Reproduce the material below line by line, keeping every request in full, and add 22 to each point coordinate listed under the marks. Leave the coordinates in the format samples unchanged, and omit the pictures.

Source data

+++

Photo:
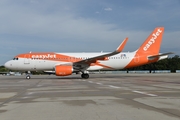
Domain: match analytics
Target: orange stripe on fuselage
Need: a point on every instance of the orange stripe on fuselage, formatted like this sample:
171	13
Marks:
49	56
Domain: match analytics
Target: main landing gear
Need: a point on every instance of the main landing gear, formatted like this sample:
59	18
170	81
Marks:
85	76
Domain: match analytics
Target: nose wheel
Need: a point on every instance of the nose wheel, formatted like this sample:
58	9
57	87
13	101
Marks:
28	77
85	76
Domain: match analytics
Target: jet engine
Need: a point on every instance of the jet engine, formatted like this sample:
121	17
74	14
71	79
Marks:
63	70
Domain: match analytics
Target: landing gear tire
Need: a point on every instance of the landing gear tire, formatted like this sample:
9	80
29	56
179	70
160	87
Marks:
28	77
85	76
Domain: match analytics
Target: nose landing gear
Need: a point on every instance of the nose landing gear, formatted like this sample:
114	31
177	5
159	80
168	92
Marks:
85	76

+++

Exercise result
Photo:
Domain: match analytics
Target: orange stripe on fuselage
Need: a point on every instance of the orange stripe on fuselage, formatted like this sample:
171	13
Marks:
71	78
Domain: match analytics
Target: main landing gear
Need: a point on every instance of the main landing gear, formatted like this sample:
59	18
170	81
Marks:
107	98
Domain: match analytics
Target: nose wheel
Need: a point on every instance of the nose wheel, formatted like this sample:
58	9
57	87
13	101
Marks:
50	99
107	98
Domain: match analytics
Target: jet engine
Need: a point on every instance of the jet engine, formatted like this sample:
121	17
74	14
71	79
Marks:
85	92
Domain: match analytics
Target: landing gear tire
Need: a point on every instance of the landing gear tire, formatted like this sample:
9	80
29	56
179	70
160	87
Marks:
50	99
107	98
Domain: match analytics
Target: nose landing gear
Need: a point on every instance of the nose landing gear, formatted like this sample:
114	31
177	5
159	80
168	92
Marks:
107	98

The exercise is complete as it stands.